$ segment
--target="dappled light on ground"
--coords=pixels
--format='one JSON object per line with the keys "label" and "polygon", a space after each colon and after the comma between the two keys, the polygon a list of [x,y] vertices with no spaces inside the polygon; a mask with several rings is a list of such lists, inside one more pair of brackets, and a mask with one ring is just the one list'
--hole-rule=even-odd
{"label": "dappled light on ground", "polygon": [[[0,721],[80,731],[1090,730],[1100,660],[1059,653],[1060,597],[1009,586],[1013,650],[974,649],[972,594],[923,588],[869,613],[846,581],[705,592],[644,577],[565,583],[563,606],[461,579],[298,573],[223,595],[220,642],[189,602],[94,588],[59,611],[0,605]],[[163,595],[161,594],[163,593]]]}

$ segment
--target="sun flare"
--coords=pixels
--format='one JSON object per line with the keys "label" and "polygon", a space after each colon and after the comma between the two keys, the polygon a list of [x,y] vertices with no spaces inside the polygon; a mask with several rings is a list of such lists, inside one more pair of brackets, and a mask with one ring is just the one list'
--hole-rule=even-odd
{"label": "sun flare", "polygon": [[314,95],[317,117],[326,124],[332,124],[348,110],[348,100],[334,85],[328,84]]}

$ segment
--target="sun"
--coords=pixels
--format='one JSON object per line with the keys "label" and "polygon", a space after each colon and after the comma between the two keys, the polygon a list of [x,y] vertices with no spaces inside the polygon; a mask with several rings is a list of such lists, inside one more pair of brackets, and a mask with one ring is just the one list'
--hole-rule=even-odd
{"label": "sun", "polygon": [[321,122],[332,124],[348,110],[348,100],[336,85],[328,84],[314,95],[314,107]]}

## Task objective
Write every line of the records above as a JSON array of strings, one string per line, leaving out blank lines.

## Output of the task
[
  "$ segment",
  "--target=\"dappled light on ground\"",
  "--coords=pixels",
  "--format='one JSON object per line with the keys \"label\" and \"polygon\", a space after each colon and after the comma between the two keys, the polygon a list of [x,y] vertices with no spaces inside the polygon; a mask with several rings is a list of such lists, inside one more pair of brackets, and a mask with one ring is just the one list'",
  "--hole-rule=even-odd",
  "{\"label\": \"dappled light on ground\", \"polygon\": [[[0,721],[80,731],[1090,730],[1100,660],[1059,653],[1060,597],[1009,586],[1013,650],[974,649],[972,594],[923,588],[869,613],[846,581],[705,592],[644,577],[565,583],[563,606],[461,579],[298,573],[223,595],[220,642],[189,602],[94,588],[59,611],[0,605]],[[163,595],[161,594],[163,593]]]}",
  "$ segment",
  "--target=\"sun flare\"",
  "--coords=pixels",
  "--format='one JSON object per line with the keys \"label\" and \"polygon\", a space after each colon and after the comma between the two keys, the polygon a list of [x,y] vertices with no spaces inside the polygon; a mask with several rings is a list of such lists, inside one more pair of brackets, and a mask with one ring is just the one list'",
  "--hole-rule=even-odd",
  "{\"label\": \"sun flare\", \"polygon\": [[314,95],[317,117],[326,124],[332,124],[348,110],[348,100],[334,85],[328,84]]}",
  "$ segment",
  "--target=\"sun\"",
  "--coords=pixels",
  "--format='one JSON object per line with the keys \"label\" and \"polygon\", a space after each colon and after the comma between the two keys, the polygon a list of [x,y] vertices with no spaces inside the polygon; a mask with several rings is a list of such lists, inside one more pair of brackets, and a mask with one ring is just the one list'",
  "--hole-rule=even-odd",
  "{\"label\": \"sun\", \"polygon\": [[321,122],[332,124],[348,110],[348,100],[336,85],[328,84],[314,95],[314,107]]}"
]